PROBLEM SET:
a) Can you extract the passage of the Audi electric bike review that runs from "Audi’s entry into" to "performance electric bikes.", copying it word for word?
b) Could you extend the review of Audi's Wörthersee electric bike by writing what comes after its last sentence?

── GIVEN PASSAGE

Audi Freestyle Wheelie Electric Bike Review

Audi Electric Bike Review

The German car and motorcycle manufacturer Audi is about to enter the electric bicycle market –  the top-of-the-line electric bicycle market. Audi unveiled their electric bike prototype at the Wörthersee car expo In May 2012. (Each May, the Volkswagen and Audi car show is held in the Austrian town of Reifnitz, adjacent to Lake Worth (Wörthersee) The car expo is typically just called Wörthersee.)

Audi’s entry into the electric bike market is significant for many reasons. Firstly Audi purchased the Italian motorcycle manufacturer Ducati in April this year for a reported $1.2 Billion. This gives Audi access to a worldwide dealership and distribution network. Automakers are realising that the future of transport will cover the full spectrum of vehicles and fuel types. The big auto brands have an unprecedented opportunity to expand their product range and brands into new markets that have traditionally not been their domain of expertise. The lines will continue to blur and Audi along with BMW and Smart are introducing commuter and performance electric bikes.

Also, while Europe and Asia have embraced the electric bike, citizens of the United States are still dragging their heels on adopting this technology (as well as that of electric motorcycles and electric cars.) Many US cities are undergoing planning changes that will increase cycle ways and reduce the reliance on the motor vehicle. Combined with the electrification of many forms of transport the combined effect on the electric bike market look promising.

Audi, which is owned by Volkswagen, is one of the largest car companies in the world, with the finances to conduct research into electric vehicle technology and bring a design successfully from the prototype to the display floor. Audi’s prototype electric bike, provisionally called the Wörthersee, has been making currents (that’s an attempt at a pun…) since it was unveiled. This is for many reasons – but the main one is that it is pushing the limit of what an electric bike can do and push beyond the traditional rider. The Audi ebike is a trick cycling bike, coming with two “wheelie modes,” automatic stabilization while tricks are being performend, and the capability of recording those tricks and uploading them to Facebook right from the bike! It’s this integration with software and social media that makes these bikes really interesting. They’ll connect the real world with the virtual world. It is those features that will likely sell this bike to the American sporstperson and convince them that an ebike is so much more that a bicycle with an electric motor.

Lightweight Carbon Fiber Frame

One of the drawbacks of electric bikes to date has been their weight. The battery pack has always been very heavy. This if fine when the battery is fully charged and assisting the bicyclist. But when the bike runs out of juice and the bicyclist needs to ride back home, it can be twice as difficult to reach home – especially if one has to do it by going up a significant grade. The Wörthersee incporporates not only a carbon fiber frame but also wheels of carbon-fiber-reinforced plastic (if you’re an anagram junkie, that’d be CFRP). The frame weighs 3.53 pounds, and the wheels weigh just 1.32 pounds. (Never fear, the frame is reinforced at load points, so it can bear a hefty amount of weight.) Add the battery to that and the total bike weighs only 46.3 pounds or 21 kg which is an amazing accomplishment in engineering.

────
── DATASET SECTION

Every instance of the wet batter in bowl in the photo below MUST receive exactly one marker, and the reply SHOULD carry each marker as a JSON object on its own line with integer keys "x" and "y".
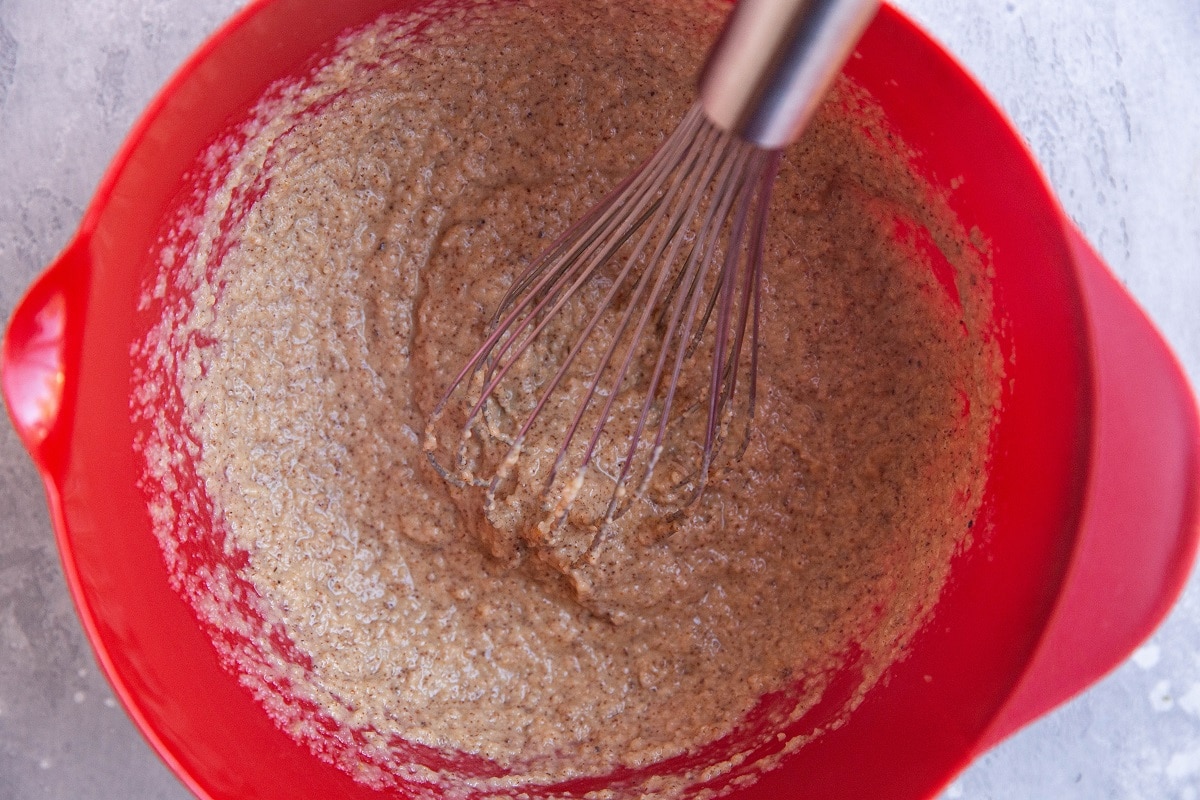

────

ANSWERS TO THE TASKS:
a)
Audi’s entry into the electric bike market is significant for many reasons. Firstly Audi purchased the Italian motorcycle manufacturer Ducati in April this year for a reported $1.2 Billion. This gives Audi access to a worldwide dealership and distribution network. Automakers are realising that the future of transport will cover the full spectrum of vehicles and fuel types. The big auto brands have an unprecedented opportunity to expand their product range and brands into new markets that have traditionally not been their domain of expertise. The lines will continue to blur and Audi along with BMW and Smart are introducing commuter and performance electric bikes.

b)
Integrated & Interchangable Battery

In addition to being heavy, some electric bikes also looked rather clunky, as the large battery had to be strapped to a carrier on the rear of the bike or attached to the downtube. As the technology improves, ebike designers are coming up with ingenious new places for that battery – as well as the rest of the electronics necessary to run the bike. For the Wörthersee, the Li-ion battery pack and the computer to run it are located within the frame. The battery is easily removable, allowing the rider the choice to bring extra battery packs or ride naked. The battery will charge in about 2.5 hours from a 230 volt plug in.

The Motor

This electric bike is powered by a magnet synchronous motor. Basically it relies on magnets rather than the traditional coil. They are usually used to covert mechanical power to Electricity in large gas, steam, hydro and wind industrial turbines. The introduction of this technology show just how much engineering and design work went into this ebike. The motor has a peak output of 2.3 kW. The maximum torque delivered to the rear wheel is 250 Nm (that’d be Newton meters). The motor and battery is situated at the lowest point on the frame giving the bike a very low center of gravity. The rider controls the output of the motor using a traditional twist grip and can also control the ride modes through the on board computer.

Gears and the Brakes

The Wörthersee has nine gears, and shifting is ridiculously easy and fast with the nine-speed hydraulically actuated gear shift. Which was inspired by the R Tronic Clutch in the Audi R8. Bringing the bike to a stand still is no trouble with the fron and rear hydraulic disk brakes.

On Board Computer & Travel Modes

The Audi has five travel modes. The rider can choose between different balance between the motor and pedals.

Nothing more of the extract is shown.